** 要求 **
(1) 看看下面三句话跟这段题解说的对不对得上，每句回答“是”或“否”，再把题解里起决定作用的原话照抄出来：(a) J 题的正解是枚举每一维绝对值的正负，记下 $2^5$ 种可能的最大值；(b) 用 K-D Tree 暴力，不加剪枝也能通过；(c) 看电影那道题里，连续看不同类型的电影要罚钱。
(2) 把这段题解里的一段一字不差地照抄下来：从有“另解:线段树合并 / set”的地方开始，抄到“题解:K-D Tree 暴力,要多加一些剪枝才能过。”为止。

** 所给文字 **

题意:对于树上的每个点,求 lca 恰好是这个点的点对中点权 gcd 的最大值。
题解:对于树上每个点,求出一个 bitset 记录了子树中所有数的因数并,然后依次合并儿子以及自己本身,合并前取位与检查最高位的 1。(bitset._Find_first() 可以求出第一个 1 的位置。)
另解:线段树合并 / set 启发式合并。枚举 gcd 在更新在虚树上结点的答案(相邻两项 LCA)(由 CSL 友情提供)。
Problem G
Solved by OEIS.
Problem H
Solved.
Problem I
Solved.
Problem J
Solved.
题意:对于两个点集 S_1, S_2,求 $\max\{dist(x,y)+w_x+w_y | x\in S_1,y\in S_2\}$,距离为曼哈顿距离,最多五维。
题解:K-D Tree 暴力,要多加一些剪枝才能过。
正解:枚举每一维绝对值的正负,记录 $2^5$ 种可能的最大值,将另一个点集带入,取最大值即可。
Problem L
Solved.
题意:最多 $K$ 个人看电影,每个电影能拿钱,连续看相同类型的电影要罚钱,求最大获益。
题解:两排点表示在看那种电影,对于每个电影在两边对应时间连边,再连上发钱切换的边,费用流一下就好了。

** 所给材料 **

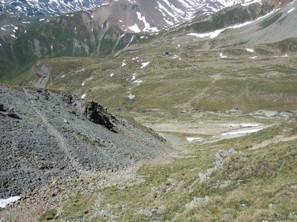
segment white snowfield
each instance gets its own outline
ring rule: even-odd
[[[242,130],[240,131],[229,132],[228,133],[222,133],[221,135],[222,136],[227,136],[228,135],[237,135],[237,134],[243,134],[246,133],[256,133],[257,132],[262,130],[264,128],[253,129],[252,130]]]
[[[144,68],[145,66],[146,66],[147,65],[148,65],[150,63],[151,63],[151,62],[144,62],[144,63],[142,63],[141,64],[142,66],[141,66],[141,67],[140,68]]]
[[[234,124],[231,125],[233,127],[258,127],[260,125],[259,124]]]
[[[187,35],[196,36],[196,37],[198,37],[198,38],[209,37],[211,39],[213,39],[213,38],[216,38],[216,37],[217,37],[220,33],[221,33],[222,32],[223,32],[227,29],[238,29],[239,28],[242,28],[242,27],[243,27],[244,26],[247,26],[248,24],[251,24],[252,22],[254,22],[258,20],[261,19],[269,15],[271,15],[271,14],[274,13],[275,12],[276,12],[277,11],[278,11],[279,10],[279,9],[272,10],[270,12],[269,12],[269,13],[266,14],[265,15],[264,15],[264,16],[261,16],[261,17],[259,17],[257,19],[254,20],[253,21],[247,21],[246,22],[244,22],[244,23],[243,23],[241,24],[236,24],[234,26],[229,26],[229,27],[227,27],[227,28],[225,28],[224,29],[216,30],[216,31],[214,31],[214,32],[209,32],[208,33],[201,33],[201,34],[189,33],[187,34]]]
[[[253,53],[254,51],[254,50],[253,50],[252,48],[245,48],[245,50],[246,50],[247,52],[249,52],[250,53]]]
[[[187,140],[192,142],[192,141],[196,141],[196,142],[199,142],[200,141],[202,141],[204,139],[202,137],[187,137]]]
[[[11,196],[7,199],[0,199],[0,208],[4,208],[6,205],[14,203],[20,199],[20,196]]]
[[[133,31],[135,33],[138,33],[141,32],[139,29],[139,28],[138,28],[138,26],[137,26],[137,24],[135,24],[132,26],[130,26],[128,27],[128,29],[129,29],[131,31]]]

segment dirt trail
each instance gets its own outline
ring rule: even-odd
[[[48,132],[50,134],[51,134],[53,138],[56,138],[57,142],[59,144],[59,147],[60,149],[62,149],[67,157],[70,160],[71,164],[74,167],[76,168],[81,168],[80,164],[75,161],[73,157],[70,155],[70,150],[71,149],[69,147],[69,145],[68,145],[68,143],[64,138],[64,137],[61,135],[61,134],[59,132],[59,131],[55,128],[54,126],[51,124],[47,118],[45,116],[45,115],[38,110],[36,107],[38,107],[37,104],[35,104],[34,102],[35,100],[32,97],[32,94],[28,92],[25,89],[24,89],[24,90],[25,92],[26,95],[28,96],[29,100],[31,101],[31,103],[32,105],[32,107],[34,111],[35,112],[37,116],[40,118],[40,119],[41,120],[41,122],[43,125],[46,127]]]
[[[287,142],[288,141],[293,140],[294,139],[297,139],[297,135],[291,136],[286,136],[284,135],[280,135],[275,136],[272,139],[268,139],[267,140],[263,141],[260,143],[256,144],[249,150],[257,150],[259,148],[262,148],[263,147],[270,145],[270,144],[277,143],[281,142]]]

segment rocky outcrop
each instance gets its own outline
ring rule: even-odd
[[[224,162],[227,157],[231,154],[237,153],[234,150],[219,150],[214,157],[215,163],[219,168],[222,168],[224,165]]]
[[[97,103],[91,102],[84,106],[82,114],[93,122],[106,127],[111,131],[116,133],[115,123],[117,121],[115,116],[107,112]]]
[[[123,169],[171,150],[74,95],[0,85],[0,198],[24,196],[57,177]]]

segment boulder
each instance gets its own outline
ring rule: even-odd
[[[4,109],[4,105],[2,103],[0,103],[0,112],[4,112],[5,110]]]
[[[196,206],[201,205],[204,204],[206,201],[209,200],[208,196],[205,196],[204,198],[193,198],[193,200],[188,204],[185,205],[186,209],[190,209]]]
[[[231,154],[237,153],[234,150],[229,150],[228,151],[226,150],[219,150],[214,158],[215,163],[219,168],[222,168],[226,158]]]
[[[141,209],[138,212],[140,214],[144,215],[147,217],[152,217],[152,216],[153,216],[153,214],[152,214],[151,211],[150,211],[149,210],[147,210]]]

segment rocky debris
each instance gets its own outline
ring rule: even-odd
[[[169,178],[167,181],[163,183],[158,188],[154,187],[152,188],[152,192],[147,195],[147,200],[153,202],[156,199],[160,198],[161,195],[169,191],[176,192],[185,186],[184,181],[180,182],[173,178]]]
[[[5,112],[4,105],[3,103],[0,103],[0,112]]]
[[[74,95],[1,85],[0,104],[7,110],[0,115],[1,198],[25,197],[57,177],[115,171],[172,150],[99,104],[86,105]],[[105,127],[95,124],[100,121]]]
[[[222,168],[226,158],[231,154],[237,153],[234,150],[229,150],[228,151],[227,150],[219,150],[214,158],[215,163],[219,168]]]
[[[208,196],[205,196],[204,198],[193,198],[193,200],[188,204],[185,205],[186,209],[190,209],[193,207],[201,205],[204,204],[205,202],[209,200]]]
[[[211,177],[211,173],[213,172],[213,171],[214,171],[214,170],[215,170],[219,168],[221,168],[223,167],[224,162],[225,161],[225,160],[226,159],[226,158],[227,158],[227,157],[228,157],[231,154],[236,153],[242,154],[243,153],[241,152],[238,152],[237,151],[235,151],[234,150],[229,150],[227,151],[227,150],[223,149],[218,150],[218,151],[217,151],[217,153],[215,155],[215,157],[214,157],[214,161],[216,166],[215,166],[214,167],[209,168],[208,169],[207,169],[206,172],[199,172],[198,175],[200,179],[200,182],[202,183],[203,181],[205,181],[205,180],[207,180],[208,179],[210,178]],[[244,159],[245,157],[243,157],[243,158]],[[221,186],[223,186],[222,188],[223,189],[228,186],[228,185],[229,184],[226,184],[224,185],[222,184]]]
[[[222,215],[221,216],[221,219],[227,219],[229,217],[231,217],[231,215],[228,214],[227,213],[225,213],[224,214],[222,214]]]
[[[229,186],[230,186],[231,182],[231,181],[230,180],[225,180],[223,181],[222,184],[220,185],[220,188],[221,188],[221,189],[224,189],[226,187],[228,187]]]
[[[117,132],[115,123],[117,120],[98,103],[92,101],[87,104],[82,108],[82,114],[89,120],[103,126],[114,133]]]
[[[8,112],[7,114],[7,116],[13,118],[14,119],[21,119],[20,118],[18,115],[15,113],[15,111],[13,110],[13,109],[10,108],[8,110]]]
[[[115,214],[113,211],[107,210],[102,210],[98,213],[104,220],[110,219],[115,217]]]
[[[207,169],[206,172],[199,172],[198,175],[200,178],[200,182],[202,182],[207,179],[211,178],[211,173],[215,169],[216,169],[216,167],[209,168]]]
[[[77,100],[77,96],[75,95],[72,95],[70,93],[65,93],[62,94],[62,100],[66,103],[69,105],[73,105],[76,106],[74,100]]]

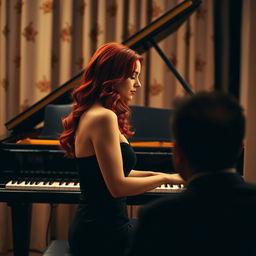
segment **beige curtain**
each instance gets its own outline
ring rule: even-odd
[[[0,135],[4,123],[83,69],[105,42],[122,42],[181,0],[0,0]],[[214,88],[213,1],[158,44],[194,92]],[[171,107],[184,89],[150,49],[132,104]],[[73,205],[33,204],[30,248],[66,239]],[[0,253],[11,249],[10,209],[0,204]],[[47,224],[50,216],[50,230]]]
[[[244,177],[256,183],[256,1],[243,1],[240,101],[245,109],[247,129],[244,150]]]

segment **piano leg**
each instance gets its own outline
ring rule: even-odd
[[[13,255],[28,256],[30,241],[31,204],[9,203],[12,211]]]

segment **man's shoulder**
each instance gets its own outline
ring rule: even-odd
[[[174,215],[176,210],[186,207],[191,201],[193,195],[189,191],[180,192],[174,195],[168,195],[163,198],[154,200],[140,208],[140,216],[160,216],[172,212]]]

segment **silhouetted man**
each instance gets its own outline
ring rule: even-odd
[[[171,130],[187,188],[141,208],[129,256],[256,255],[256,186],[236,171],[245,134],[238,102],[220,92],[185,98]]]

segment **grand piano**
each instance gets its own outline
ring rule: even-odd
[[[188,94],[193,92],[157,43],[174,33],[200,3],[201,0],[185,0],[122,42],[140,54],[153,47]],[[28,255],[32,203],[76,204],[79,201],[78,173],[74,161],[64,158],[57,135],[61,131],[61,117],[70,111],[72,89],[80,84],[82,73],[6,123],[11,133],[0,141],[0,201],[7,202],[12,210],[15,256]],[[138,106],[131,108],[131,122],[136,129],[136,136],[131,140],[138,158],[136,169],[175,172],[168,132],[171,111]],[[146,126],[145,129],[143,125],[152,118],[155,118],[157,126],[150,130],[150,126]],[[53,120],[56,121],[54,125]],[[41,122],[44,126],[36,128]],[[158,188],[128,197],[127,203],[141,205],[181,190],[180,187]]]

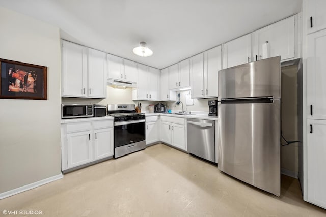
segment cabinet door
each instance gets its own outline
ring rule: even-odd
[[[204,53],[192,57],[193,79],[192,98],[204,97]]]
[[[169,100],[169,68],[161,70],[161,100]]]
[[[107,54],[108,78],[122,81],[123,80],[123,59]]]
[[[307,118],[326,120],[326,29],[308,36]]]
[[[123,65],[124,67],[124,80],[137,83],[138,79],[137,63],[124,59]]]
[[[148,67],[142,64],[138,64],[138,81],[137,82],[138,100],[148,100],[148,81],[149,80],[148,77]]]
[[[146,144],[158,141],[158,122],[146,123]]]
[[[113,129],[94,130],[94,160],[113,156]]]
[[[161,70],[160,87],[161,100],[176,100],[176,92],[169,88],[169,68]]]
[[[85,97],[87,91],[87,48],[62,41],[63,97]]]
[[[307,123],[311,131],[307,132],[308,200],[326,208],[326,121],[308,120]]]
[[[170,89],[177,89],[179,87],[178,79],[178,71],[179,67],[178,64],[174,64],[170,67]]]
[[[326,1],[309,0],[305,2],[307,9],[307,27],[308,33],[326,28]],[[306,22],[305,22],[306,23]]]
[[[281,60],[294,58],[296,17],[296,15],[289,17],[253,33],[252,61],[278,56],[281,56]]]
[[[68,168],[92,161],[92,139],[91,131],[67,134]]]
[[[190,86],[189,59],[185,59],[179,63],[179,88]]]
[[[222,69],[221,46],[205,52],[204,85],[205,97],[218,97],[218,74]]]
[[[171,144],[171,126],[168,122],[161,121],[159,128],[160,140],[167,144]]]
[[[106,54],[103,52],[88,49],[88,95],[93,98],[106,97],[107,63]]]
[[[158,100],[159,99],[159,70],[149,67],[150,81],[148,83],[148,99]]]
[[[171,132],[171,145],[186,150],[184,125],[172,123]]]
[[[248,34],[223,45],[223,69],[253,61],[250,57],[250,34]]]

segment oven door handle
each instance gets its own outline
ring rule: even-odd
[[[143,122],[145,122],[145,120],[146,120],[145,119],[143,119],[142,120],[128,120],[127,121],[115,122],[114,126],[120,126],[121,125],[131,125],[132,123],[142,123]]]

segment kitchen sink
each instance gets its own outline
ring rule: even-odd
[[[195,114],[192,114],[190,113],[181,113],[181,112],[172,112],[172,113],[167,113],[166,114],[176,114],[178,115],[194,115]]]

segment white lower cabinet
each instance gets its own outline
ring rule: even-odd
[[[308,201],[326,208],[326,120],[307,121]]]
[[[146,117],[146,145],[159,141],[158,116]]]
[[[171,123],[171,145],[185,150],[185,127]]]
[[[76,167],[92,161],[90,130],[67,134],[67,167]]]
[[[61,125],[62,170],[113,156],[113,120]]]
[[[186,150],[185,123],[184,118],[161,116],[160,141],[181,150]]]

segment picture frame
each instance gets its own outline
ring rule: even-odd
[[[0,58],[0,98],[47,100],[47,67]]]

** 参考答案 **
(1)
(a) 是。“枚举每一维绝对值的正负,记录 $2^5$ 种可能的最大值”
(b) 否。“要多加一些剪枝才能过”
(c) 否。“连续看相同类型的电影要罚钱”

(2)
另解:线段树合并 / set 启发式合并。枚举 gcd 在更新在虚树上结点的答案(相邻两项 LCA)(由 CSL 友情提供)。
Problem G
Solved by OEIS.
Problem H
Solved.
Problem I
Solved.
Problem J
Solved.
题意:对于两个点集 S_1, S_2,求 $\max\{dist(x,y)+w_x+w_y | x\in S_1,y\in S_2\}$,距离为曼哈顿距离,最多五维。
题解:K-D Tree 暴力,要多加一些剪枝才能过。